### 待办任务
能否把从含有“for the grey”的那一行到含有“[283, 109, 306, 128]”的那一行（首尾两行都包括在内）逐行重写一遍，答案以外的文字保持不变，并把答案中的每个边界框坐标值都偏移 -54？只需给出这一段的记录。
________________
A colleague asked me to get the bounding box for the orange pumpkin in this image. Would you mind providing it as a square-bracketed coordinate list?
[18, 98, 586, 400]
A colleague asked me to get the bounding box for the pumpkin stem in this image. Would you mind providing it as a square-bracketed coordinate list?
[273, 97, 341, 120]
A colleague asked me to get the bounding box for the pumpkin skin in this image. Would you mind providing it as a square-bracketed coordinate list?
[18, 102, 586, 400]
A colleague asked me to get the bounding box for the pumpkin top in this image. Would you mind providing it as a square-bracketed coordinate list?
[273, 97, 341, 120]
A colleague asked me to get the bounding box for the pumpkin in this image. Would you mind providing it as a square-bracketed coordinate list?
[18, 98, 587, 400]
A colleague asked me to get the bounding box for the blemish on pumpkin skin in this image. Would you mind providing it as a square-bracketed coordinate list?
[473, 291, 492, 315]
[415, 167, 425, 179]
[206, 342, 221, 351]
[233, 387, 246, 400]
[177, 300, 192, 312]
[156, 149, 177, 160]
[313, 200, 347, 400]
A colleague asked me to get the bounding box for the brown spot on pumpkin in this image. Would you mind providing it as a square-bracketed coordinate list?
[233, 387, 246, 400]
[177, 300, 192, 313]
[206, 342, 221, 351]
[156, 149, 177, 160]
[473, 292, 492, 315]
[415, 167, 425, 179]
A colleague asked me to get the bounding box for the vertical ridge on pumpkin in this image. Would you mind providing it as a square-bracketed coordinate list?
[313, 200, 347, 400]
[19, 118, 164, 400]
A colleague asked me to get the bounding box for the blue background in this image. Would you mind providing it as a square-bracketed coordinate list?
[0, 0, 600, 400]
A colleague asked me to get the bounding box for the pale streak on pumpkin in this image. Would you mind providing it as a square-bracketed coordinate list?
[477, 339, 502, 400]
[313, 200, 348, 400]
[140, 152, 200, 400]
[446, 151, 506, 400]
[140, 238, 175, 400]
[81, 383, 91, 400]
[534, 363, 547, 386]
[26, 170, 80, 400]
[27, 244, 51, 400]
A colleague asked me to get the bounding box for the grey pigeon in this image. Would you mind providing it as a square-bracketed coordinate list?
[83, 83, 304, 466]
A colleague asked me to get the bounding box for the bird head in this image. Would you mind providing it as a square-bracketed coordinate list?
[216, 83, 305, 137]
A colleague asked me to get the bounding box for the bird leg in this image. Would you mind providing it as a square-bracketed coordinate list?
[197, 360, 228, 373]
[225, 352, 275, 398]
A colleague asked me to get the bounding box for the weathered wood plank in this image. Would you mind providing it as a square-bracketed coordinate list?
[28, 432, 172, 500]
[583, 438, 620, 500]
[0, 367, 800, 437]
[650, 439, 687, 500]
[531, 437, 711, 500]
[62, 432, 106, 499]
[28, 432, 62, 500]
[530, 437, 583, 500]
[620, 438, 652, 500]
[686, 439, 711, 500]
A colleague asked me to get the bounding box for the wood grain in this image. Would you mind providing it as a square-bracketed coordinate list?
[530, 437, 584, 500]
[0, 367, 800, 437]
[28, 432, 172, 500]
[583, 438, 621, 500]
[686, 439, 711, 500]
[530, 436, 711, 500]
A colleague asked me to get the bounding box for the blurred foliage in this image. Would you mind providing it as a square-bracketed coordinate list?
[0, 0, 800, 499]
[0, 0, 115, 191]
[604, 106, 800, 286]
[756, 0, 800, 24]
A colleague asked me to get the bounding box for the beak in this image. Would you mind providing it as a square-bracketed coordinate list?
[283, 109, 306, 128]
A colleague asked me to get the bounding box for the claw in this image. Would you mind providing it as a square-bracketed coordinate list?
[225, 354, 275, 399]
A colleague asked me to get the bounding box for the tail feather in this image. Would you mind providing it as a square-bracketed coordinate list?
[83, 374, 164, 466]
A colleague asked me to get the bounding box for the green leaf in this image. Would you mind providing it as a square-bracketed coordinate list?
________________
### 任务答复
A colleague asked me to get the bounding box for the grey pigeon in this image. Would you mind providing it as a square-bracketed coordinate list?
[29, 29, 250, 412]
A colleague asked me to get the bounding box for the bird head in this image. Would you mind providing it as a square-bracketed coordinate list?
[162, 29, 251, 83]
A colleague asked me to get the bounding box for the bird leg in this image. Would you mind providing it as a square-bracketed coordinate list?
[143, 306, 174, 319]
[171, 298, 221, 344]
A colleague asked me to get the bounding box for the weathered wood plank in this image. Would you mind providing it as a square-bracketed coordinate list?
[-26, 378, 118, 446]
[529, 384, 566, 446]
[-54, 313, 746, 383]
[596, 385, 633, 446]
[477, 383, 657, 446]
[8, 378, 52, 445]
[-26, 378, 8, 446]
[476, 383, 529, 446]
[566, 384, 598, 446]
[632, 385, 657, 446]
A colleague asked me to get the bounding box for the wood grain in this image. Would you mind providing it as a square-bracketed coordinate list?
[476, 383, 530, 446]
[-54, 313, 746, 383]
[-26, 378, 118, 446]
[529, 384, 567, 446]
[632, 385, 657, 446]
[476, 382, 657, 446]
A colleague asked me to get the bounding box for the blurred foliage in this image. Would you mind providing it as a square-bracketed coordinate list?
[-54, -54, 746, 445]
[-54, -54, 61, 137]
[550, 52, 746, 232]
[702, -54, 746, -30]
A colleague asked me to get the bounding box for the beak in this image. Would you mind providing it as a square-bracketed coordinate list?
[229, 55, 252, 74]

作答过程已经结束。